*Records excerpted from a collection:*

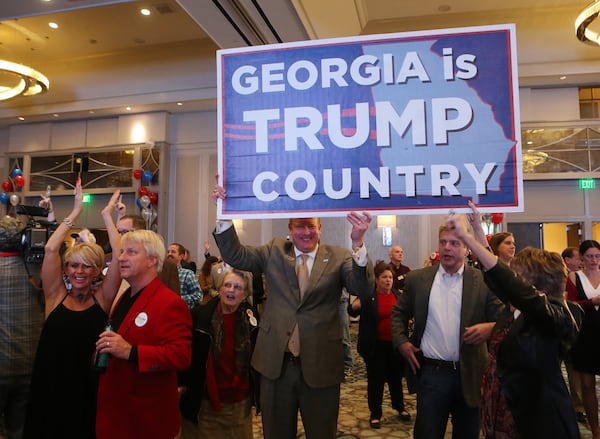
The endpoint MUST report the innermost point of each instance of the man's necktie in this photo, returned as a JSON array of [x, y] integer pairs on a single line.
[[302, 274]]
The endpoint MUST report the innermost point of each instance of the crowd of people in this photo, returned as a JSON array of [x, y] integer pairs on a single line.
[[128, 335]]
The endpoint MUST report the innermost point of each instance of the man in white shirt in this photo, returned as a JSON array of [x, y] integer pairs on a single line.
[[454, 313]]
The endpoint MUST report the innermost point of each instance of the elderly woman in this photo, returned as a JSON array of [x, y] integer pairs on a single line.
[[503, 246], [375, 344], [584, 289], [524, 394], [62, 402], [218, 389]]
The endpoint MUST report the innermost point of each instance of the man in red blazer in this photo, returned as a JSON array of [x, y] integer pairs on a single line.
[[149, 343]]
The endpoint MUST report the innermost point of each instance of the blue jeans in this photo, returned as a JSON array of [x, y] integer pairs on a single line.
[[439, 395], [14, 392]]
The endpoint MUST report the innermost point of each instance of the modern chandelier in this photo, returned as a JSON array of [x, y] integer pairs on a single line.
[[583, 22], [19, 80]]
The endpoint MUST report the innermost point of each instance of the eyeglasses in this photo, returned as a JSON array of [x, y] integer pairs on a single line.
[[76, 265], [236, 287]]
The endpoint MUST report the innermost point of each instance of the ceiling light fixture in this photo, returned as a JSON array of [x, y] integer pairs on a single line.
[[28, 81], [584, 20]]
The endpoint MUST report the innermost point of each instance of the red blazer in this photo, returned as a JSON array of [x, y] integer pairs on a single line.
[[141, 401]]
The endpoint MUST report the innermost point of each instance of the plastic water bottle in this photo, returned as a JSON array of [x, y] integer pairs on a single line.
[[101, 358]]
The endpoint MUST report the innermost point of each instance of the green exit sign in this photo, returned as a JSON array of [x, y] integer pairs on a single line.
[[587, 183]]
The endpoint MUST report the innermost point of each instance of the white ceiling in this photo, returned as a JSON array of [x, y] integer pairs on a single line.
[[105, 55]]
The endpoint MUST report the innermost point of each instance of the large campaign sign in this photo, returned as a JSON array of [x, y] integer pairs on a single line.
[[417, 122]]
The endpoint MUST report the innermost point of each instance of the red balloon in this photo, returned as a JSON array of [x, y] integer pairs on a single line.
[[153, 198], [143, 190], [497, 217]]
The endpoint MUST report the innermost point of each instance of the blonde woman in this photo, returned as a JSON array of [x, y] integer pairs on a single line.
[[62, 402]]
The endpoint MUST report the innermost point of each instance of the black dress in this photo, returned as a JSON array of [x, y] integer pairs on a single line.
[[62, 401]]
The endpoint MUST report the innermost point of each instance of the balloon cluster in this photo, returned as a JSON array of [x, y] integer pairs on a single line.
[[16, 179], [497, 218]]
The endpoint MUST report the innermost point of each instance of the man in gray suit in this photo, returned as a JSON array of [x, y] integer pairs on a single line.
[[305, 377], [453, 312]]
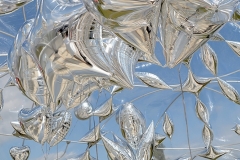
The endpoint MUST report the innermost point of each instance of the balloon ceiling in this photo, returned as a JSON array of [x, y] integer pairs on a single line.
[[120, 79]]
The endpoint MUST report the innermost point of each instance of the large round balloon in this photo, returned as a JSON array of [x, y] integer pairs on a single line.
[[119, 79]]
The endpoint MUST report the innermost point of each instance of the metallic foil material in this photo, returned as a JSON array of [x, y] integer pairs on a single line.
[[20, 153], [36, 123], [132, 123]]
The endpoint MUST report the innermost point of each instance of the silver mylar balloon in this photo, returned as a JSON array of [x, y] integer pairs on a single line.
[[158, 138], [116, 89], [202, 112], [18, 131], [116, 151], [187, 25], [209, 58], [145, 147], [93, 136], [152, 80], [124, 145], [168, 126], [135, 22], [85, 156], [7, 6], [236, 129], [105, 109], [1, 99], [212, 153], [60, 126], [36, 123], [24, 70], [132, 123], [207, 135], [235, 46], [60, 66], [20, 153], [228, 90], [113, 55], [9, 83], [50, 51], [83, 111], [77, 93], [4, 67]]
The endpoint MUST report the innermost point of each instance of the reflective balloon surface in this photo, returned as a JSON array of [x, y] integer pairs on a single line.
[[119, 79]]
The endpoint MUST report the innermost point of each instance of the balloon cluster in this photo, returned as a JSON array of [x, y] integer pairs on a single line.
[[73, 48]]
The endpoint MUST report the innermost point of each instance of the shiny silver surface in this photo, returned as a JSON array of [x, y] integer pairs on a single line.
[[68, 54], [168, 126], [187, 25], [83, 111], [228, 90], [61, 123], [132, 123], [20, 153], [36, 123], [209, 58], [152, 80]]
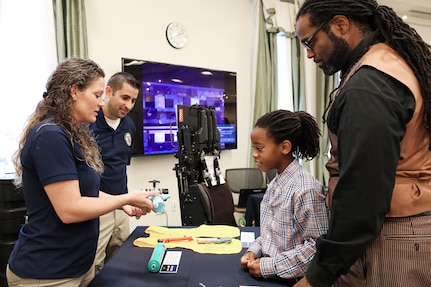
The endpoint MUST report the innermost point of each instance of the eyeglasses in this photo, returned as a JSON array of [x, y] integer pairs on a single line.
[[308, 43]]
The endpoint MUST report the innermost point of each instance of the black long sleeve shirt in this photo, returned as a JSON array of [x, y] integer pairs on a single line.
[[368, 116]]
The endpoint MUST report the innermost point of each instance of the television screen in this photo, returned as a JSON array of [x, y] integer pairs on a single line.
[[164, 86]]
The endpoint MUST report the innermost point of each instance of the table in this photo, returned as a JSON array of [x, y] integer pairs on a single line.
[[252, 210], [128, 267]]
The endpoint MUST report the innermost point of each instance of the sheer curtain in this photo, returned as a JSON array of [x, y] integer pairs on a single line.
[[27, 57], [307, 87], [71, 28]]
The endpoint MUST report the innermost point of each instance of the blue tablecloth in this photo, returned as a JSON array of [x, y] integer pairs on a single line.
[[128, 267]]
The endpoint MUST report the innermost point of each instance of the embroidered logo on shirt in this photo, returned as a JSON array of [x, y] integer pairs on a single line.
[[128, 139]]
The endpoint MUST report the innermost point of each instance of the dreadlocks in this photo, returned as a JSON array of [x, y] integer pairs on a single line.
[[392, 30]]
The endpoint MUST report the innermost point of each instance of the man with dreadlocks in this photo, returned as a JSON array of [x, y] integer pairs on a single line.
[[379, 125]]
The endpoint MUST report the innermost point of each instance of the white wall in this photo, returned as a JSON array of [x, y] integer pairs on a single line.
[[219, 38]]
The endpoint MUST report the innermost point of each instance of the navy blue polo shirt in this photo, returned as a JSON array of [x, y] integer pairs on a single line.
[[46, 247], [116, 150]]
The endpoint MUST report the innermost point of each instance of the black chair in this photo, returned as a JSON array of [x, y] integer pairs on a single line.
[[270, 174], [243, 182]]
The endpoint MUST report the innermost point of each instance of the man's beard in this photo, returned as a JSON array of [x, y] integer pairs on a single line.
[[336, 59]]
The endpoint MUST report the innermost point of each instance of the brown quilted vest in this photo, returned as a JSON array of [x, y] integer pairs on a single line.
[[412, 191]]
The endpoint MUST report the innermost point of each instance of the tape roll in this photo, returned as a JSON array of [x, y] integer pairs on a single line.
[[155, 261]]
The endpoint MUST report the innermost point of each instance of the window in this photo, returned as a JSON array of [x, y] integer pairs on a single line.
[[27, 57]]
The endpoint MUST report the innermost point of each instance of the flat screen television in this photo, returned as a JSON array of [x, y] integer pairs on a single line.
[[164, 86]]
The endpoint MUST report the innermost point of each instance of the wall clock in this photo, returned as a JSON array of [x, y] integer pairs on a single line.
[[176, 34]]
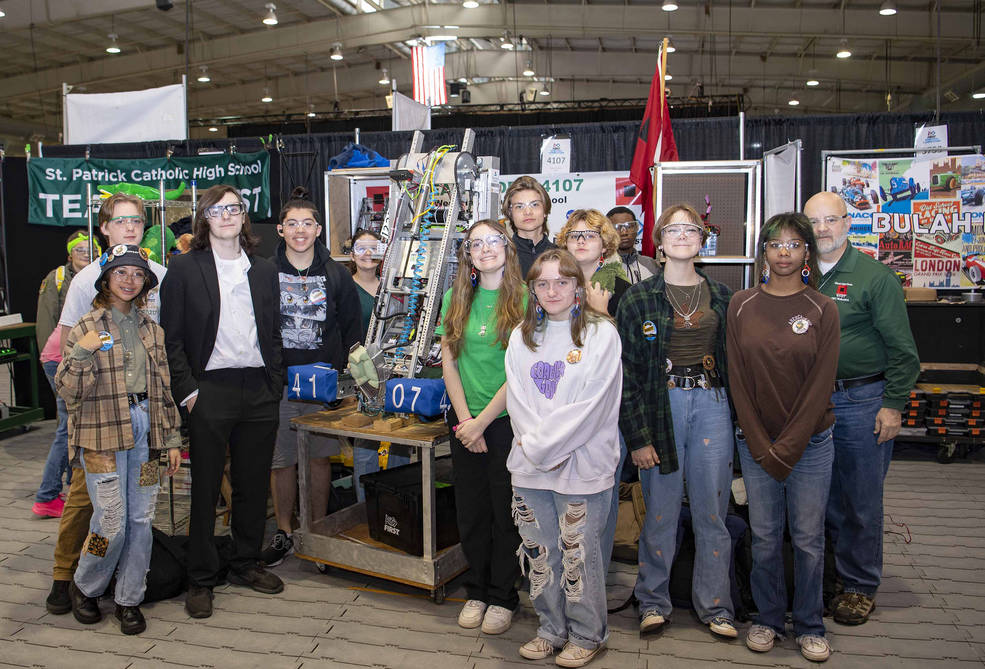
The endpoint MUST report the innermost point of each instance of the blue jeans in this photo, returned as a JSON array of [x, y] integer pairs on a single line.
[[365, 460], [609, 531], [561, 552], [854, 520], [57, 462], [123, 487], [801, 497], [704, 435]]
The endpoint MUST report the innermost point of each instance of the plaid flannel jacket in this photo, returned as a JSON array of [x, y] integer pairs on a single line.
[[644, 416], [95, 392]]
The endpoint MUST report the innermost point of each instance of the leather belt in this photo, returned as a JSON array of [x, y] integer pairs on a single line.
[[136, 398], [845, 384]]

*What you have to do:*
Set down exactly, and only, the lines from the one with "of the plaid" to the final line of the data.

*Written reply:*
The endpoint MUST report the innermost point of each instance of the plaid flannel jacket in this photo, returned as a JSON array of [x, y] integer pairs on a single line.
[[644, 416], [95, 392]]
The endpoint MUST report the innermost point of each instance of the leather belt in this photo, returned as a JSON array of [x, y] integer pairs on a single line.
[[136, 398], [845, 384]]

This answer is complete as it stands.